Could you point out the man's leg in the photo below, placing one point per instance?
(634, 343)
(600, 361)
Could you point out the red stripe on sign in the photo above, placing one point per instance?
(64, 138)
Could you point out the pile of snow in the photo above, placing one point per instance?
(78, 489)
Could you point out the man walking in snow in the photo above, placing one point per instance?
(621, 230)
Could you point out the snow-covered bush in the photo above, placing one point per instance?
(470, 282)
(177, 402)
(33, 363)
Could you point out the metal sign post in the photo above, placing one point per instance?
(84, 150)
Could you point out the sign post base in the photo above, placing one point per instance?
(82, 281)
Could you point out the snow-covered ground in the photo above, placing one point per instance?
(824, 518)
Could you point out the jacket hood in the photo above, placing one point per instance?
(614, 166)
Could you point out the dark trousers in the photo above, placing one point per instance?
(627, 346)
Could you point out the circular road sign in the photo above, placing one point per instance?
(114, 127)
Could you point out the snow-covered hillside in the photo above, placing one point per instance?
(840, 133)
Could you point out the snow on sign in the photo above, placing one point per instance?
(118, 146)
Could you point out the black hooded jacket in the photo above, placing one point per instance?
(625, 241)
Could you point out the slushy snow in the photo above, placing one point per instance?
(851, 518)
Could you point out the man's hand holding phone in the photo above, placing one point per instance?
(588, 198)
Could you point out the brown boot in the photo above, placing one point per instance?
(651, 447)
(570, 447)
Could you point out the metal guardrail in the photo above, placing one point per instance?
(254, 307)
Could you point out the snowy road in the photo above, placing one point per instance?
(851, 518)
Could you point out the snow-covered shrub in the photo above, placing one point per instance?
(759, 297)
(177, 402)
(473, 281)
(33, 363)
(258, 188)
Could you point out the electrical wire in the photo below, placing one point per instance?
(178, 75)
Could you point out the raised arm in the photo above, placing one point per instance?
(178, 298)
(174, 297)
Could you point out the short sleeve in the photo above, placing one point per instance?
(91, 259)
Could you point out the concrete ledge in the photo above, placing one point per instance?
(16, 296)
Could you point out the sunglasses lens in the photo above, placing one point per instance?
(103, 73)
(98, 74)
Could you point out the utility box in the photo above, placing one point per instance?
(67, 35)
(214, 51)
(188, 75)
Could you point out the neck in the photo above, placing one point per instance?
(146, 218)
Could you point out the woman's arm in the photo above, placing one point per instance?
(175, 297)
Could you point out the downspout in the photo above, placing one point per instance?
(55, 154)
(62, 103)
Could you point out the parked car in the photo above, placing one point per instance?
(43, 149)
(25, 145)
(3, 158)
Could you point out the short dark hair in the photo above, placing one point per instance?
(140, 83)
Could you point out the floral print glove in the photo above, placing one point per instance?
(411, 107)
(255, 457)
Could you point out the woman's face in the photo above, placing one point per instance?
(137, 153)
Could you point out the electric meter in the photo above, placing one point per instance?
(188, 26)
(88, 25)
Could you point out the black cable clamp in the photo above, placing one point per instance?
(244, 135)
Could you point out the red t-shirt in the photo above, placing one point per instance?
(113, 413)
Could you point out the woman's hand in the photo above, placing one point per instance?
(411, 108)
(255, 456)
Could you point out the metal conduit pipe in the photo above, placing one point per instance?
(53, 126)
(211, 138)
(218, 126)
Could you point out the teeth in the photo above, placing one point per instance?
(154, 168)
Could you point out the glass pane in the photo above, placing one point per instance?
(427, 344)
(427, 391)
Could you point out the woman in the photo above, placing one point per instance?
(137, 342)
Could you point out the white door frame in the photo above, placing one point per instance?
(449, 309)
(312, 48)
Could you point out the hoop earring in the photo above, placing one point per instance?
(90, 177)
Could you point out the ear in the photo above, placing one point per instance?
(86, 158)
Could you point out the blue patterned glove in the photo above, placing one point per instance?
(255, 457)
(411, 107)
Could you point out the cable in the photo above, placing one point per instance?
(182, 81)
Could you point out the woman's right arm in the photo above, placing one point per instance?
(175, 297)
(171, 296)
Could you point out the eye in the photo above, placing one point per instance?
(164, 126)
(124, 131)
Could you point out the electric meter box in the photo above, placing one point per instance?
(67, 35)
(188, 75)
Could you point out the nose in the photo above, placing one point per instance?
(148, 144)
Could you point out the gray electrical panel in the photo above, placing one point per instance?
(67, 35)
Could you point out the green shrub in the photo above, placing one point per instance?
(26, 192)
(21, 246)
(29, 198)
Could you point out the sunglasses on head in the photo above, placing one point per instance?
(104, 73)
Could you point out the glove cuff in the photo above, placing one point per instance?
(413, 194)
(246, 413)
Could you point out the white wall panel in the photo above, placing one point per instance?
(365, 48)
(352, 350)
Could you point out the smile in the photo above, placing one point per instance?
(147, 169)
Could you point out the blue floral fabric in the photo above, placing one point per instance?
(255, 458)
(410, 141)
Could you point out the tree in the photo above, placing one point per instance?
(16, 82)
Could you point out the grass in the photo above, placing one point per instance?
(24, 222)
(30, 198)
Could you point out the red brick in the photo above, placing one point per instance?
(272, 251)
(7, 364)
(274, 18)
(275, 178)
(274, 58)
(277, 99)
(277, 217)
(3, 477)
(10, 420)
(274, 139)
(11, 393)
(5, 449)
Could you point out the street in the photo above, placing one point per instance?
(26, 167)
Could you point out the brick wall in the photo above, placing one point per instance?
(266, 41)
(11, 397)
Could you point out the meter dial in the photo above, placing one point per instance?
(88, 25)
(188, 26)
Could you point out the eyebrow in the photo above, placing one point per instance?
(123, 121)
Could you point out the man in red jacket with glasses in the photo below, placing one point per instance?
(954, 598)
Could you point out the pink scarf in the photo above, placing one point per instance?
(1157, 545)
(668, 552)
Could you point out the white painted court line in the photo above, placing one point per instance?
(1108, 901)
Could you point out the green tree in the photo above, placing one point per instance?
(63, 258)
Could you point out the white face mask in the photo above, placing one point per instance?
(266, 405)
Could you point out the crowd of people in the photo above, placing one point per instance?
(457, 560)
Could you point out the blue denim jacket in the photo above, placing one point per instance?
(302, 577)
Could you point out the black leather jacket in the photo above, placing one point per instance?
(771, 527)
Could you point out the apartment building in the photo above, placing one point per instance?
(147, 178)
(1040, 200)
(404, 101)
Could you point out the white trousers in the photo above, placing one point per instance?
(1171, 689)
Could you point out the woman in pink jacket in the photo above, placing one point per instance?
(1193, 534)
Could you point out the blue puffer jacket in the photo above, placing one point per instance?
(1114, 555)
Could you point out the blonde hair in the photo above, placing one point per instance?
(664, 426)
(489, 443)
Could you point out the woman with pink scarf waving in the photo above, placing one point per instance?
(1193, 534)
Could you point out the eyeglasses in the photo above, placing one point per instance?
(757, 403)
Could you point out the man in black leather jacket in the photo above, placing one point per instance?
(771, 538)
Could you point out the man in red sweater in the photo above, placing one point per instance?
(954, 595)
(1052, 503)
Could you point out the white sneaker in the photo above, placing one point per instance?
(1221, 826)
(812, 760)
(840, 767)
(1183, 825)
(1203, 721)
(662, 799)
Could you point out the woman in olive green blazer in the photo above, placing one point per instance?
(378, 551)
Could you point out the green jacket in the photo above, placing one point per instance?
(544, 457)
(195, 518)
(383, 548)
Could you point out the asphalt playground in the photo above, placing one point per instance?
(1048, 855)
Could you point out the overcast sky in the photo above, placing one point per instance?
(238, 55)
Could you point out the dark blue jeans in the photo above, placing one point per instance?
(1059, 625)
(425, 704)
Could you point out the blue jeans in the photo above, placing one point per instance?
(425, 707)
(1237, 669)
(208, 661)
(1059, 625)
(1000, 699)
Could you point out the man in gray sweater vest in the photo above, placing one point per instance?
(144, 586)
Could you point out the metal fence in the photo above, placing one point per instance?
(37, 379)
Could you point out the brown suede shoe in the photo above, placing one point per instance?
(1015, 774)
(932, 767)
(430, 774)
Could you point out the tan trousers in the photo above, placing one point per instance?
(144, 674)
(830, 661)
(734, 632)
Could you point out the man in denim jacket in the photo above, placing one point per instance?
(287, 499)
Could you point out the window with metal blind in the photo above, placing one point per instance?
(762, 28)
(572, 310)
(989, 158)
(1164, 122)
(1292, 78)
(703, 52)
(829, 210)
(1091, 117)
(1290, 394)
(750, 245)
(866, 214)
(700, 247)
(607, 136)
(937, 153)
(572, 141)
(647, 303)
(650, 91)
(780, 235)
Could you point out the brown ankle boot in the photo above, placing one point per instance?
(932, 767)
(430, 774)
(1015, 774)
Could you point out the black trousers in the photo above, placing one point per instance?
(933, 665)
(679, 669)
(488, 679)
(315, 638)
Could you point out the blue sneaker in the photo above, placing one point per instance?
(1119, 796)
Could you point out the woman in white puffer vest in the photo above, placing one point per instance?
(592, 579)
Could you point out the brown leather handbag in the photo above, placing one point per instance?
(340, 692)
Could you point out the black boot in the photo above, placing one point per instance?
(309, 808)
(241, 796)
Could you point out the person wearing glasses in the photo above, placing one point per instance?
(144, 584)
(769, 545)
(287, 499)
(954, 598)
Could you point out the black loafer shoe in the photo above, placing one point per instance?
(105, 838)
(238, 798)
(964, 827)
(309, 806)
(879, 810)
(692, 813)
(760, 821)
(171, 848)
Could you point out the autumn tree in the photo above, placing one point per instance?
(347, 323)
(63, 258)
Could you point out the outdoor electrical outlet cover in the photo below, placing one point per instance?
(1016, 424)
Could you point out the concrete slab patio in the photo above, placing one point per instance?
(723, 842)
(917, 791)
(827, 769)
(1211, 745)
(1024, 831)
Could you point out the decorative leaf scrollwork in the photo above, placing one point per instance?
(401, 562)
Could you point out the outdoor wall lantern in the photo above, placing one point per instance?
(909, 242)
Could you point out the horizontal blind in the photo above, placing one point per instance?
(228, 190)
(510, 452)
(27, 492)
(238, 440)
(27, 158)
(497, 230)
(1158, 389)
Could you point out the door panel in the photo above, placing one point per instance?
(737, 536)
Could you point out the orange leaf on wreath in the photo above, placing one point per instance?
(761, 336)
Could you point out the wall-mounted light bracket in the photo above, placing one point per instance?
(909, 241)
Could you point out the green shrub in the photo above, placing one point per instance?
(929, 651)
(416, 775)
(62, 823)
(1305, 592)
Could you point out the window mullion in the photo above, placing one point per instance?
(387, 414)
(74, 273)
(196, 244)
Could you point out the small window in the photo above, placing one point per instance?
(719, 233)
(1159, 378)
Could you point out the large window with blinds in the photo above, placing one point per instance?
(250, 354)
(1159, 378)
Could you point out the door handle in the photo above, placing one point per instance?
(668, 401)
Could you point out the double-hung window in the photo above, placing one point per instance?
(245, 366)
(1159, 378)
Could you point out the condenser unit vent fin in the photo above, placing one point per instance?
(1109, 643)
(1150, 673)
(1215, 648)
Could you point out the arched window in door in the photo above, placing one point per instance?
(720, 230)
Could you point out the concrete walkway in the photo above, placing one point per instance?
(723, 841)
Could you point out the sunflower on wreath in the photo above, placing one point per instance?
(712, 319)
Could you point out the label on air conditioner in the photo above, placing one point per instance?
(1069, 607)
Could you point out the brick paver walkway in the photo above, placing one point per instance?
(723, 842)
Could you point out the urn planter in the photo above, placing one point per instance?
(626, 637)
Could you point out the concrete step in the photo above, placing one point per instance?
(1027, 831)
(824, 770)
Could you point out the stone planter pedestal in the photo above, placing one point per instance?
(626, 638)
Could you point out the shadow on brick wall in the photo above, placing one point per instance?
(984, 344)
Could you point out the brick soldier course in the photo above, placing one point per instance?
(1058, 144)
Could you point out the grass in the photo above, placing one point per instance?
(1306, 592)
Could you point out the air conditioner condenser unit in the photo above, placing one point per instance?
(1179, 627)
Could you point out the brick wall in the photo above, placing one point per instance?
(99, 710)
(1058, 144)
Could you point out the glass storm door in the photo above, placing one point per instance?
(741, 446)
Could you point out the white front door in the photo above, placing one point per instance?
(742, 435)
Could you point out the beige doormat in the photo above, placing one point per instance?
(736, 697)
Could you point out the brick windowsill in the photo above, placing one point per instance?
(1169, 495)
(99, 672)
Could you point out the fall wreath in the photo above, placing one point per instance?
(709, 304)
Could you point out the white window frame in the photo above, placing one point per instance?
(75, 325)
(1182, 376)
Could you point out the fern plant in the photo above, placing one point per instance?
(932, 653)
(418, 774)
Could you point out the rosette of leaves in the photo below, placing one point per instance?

---

• Work to complete: Please write the data from the line with "Could you point out the double-hung" to the line with "(1069, 607)" as a two-column CSV headed instruction and points. Give one row per instruction, with the instruction text and all of its points each in a single quoted field, line breaks replaced by spaces.

• Result below:
instruction,points
"Could you point out the double-hung window in the photo above, placing one point per instance?","(245, 366) (1159, 378)"
"Could you point out the condenser unit vent fin in the photo above, placing one point per instance?","(1109, 643) (1150, 673) (1215, 648)"
"Could you point out the arched window in door in the photo above, placing one point per instance?","(720, 230)"
"Could you point out the concrete walkway in the photo above, placing one point per instance?","(723, 841)"
"Could you point out the sunflower on wreath in the photo above, placing one point per instance?","(712, 319)"
"Could you point out the label on air conditioner in the photo above, placing one point per instance?","(1069, 607)"